**Your objective**
Rewrite the items below, changing every instance of "garden lawn" to "backyard lawn" and leaving all other text unchanged.

**A series of items**
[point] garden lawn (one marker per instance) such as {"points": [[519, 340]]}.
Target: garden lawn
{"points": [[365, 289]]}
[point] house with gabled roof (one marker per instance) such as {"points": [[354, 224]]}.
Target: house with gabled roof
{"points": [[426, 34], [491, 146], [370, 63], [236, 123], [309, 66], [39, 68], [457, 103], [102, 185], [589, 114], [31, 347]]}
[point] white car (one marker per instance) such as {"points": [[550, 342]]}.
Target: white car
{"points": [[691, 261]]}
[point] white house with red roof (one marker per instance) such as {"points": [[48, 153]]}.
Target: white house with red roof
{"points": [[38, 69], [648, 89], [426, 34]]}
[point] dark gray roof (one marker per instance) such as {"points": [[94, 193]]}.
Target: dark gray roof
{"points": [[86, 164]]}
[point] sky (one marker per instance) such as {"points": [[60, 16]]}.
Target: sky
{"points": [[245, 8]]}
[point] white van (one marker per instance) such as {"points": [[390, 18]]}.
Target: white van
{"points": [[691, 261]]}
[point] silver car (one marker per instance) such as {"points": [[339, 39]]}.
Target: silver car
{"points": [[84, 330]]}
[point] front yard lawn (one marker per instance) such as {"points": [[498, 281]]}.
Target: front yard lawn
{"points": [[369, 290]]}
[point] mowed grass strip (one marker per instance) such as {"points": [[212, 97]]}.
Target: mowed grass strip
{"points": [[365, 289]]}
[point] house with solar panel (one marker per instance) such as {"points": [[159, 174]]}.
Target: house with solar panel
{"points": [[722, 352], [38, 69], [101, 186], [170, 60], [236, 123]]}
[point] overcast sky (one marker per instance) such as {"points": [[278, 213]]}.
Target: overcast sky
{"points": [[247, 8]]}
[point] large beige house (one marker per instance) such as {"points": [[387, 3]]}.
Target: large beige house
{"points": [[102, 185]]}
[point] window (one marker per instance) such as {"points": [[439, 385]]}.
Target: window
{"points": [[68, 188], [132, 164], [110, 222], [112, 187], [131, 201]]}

**Exercise solution**
[point] backyard lawn (one marker per instance) such as {"points": [[519, 340]]}.
Target: backyard lawn
{"points": [[365, 289]]}
[point] house with gabled roof (one marker per instance) such as {"points": [[354, 224]]}.
Target: house with gabled roof
{"points": [[426, 34], [491, 146], [370, 63], [236, 123], [309, 66], [39, 68], [457, 103], [102, 185], [589, 114], [31, 347]]}
[point] white car (one marker per instance) such as {"points": [[550, 342]]}.
Target: white car
{"points": [[691, 261]]}
[point] white house with red roof (one marker per instance) such as {"points": [[48, 153]]}.
Target: white house with red roof
{"points": [[38, 69], [648, 89], [426, 34]]}
[point] dark gray roof (one marker per instance) such as {"points": [[94, 193]]}.
Target: dark gray roof
{"points": [[86, 164]]}
[point] sky (one marker per instance) such as {"points": [[60, 16]]}.
Target: sky
{"points": [[245, 8]]}
[point] white van (one marker per instance) such as {"points": [[390, 18]]}.
Target: white van
{"points": [[691, 261]]}
[point] silver car (one marker per instance) such as {"points": [[339, 39]]}.
Target: silver car
{"points": [[84, 330]]}
[point] front yard lawn (one marker per instance) such as {"points": [[498, 281]]}.
Target: front yard lawn
{"points": [[369, 290]]}
[point] mowed grass strip (one marker per instance) such as {"points": [[212, 97]]}.
Target: mowed grass strip
{"points": [[365, 289]]}
[point] house with solar panel (one marker per instance) such as {"points": [[159, 174]]}.
Target: house with solar panel
{"points": [[722, 352], [38, 69], [101, 186], [170, 60], [236, 123]]}
[point] overcast sky (one marker per instance) such as {"points": [[278, 213]]}.
Target: overcast sky
{"points": [[247, 8]]}
[point] large beige house (one marker per instance) such as {"points": [[387, 3]]}.
Target: large beige house
{"points": [[102, 185]]}
[point] window (one marker per instance) such as {"points": [[439, 385]]}.
Target: window
{"points": [[68, 188], [132, 164], [110, 222], [112, 187], [131, 201]]}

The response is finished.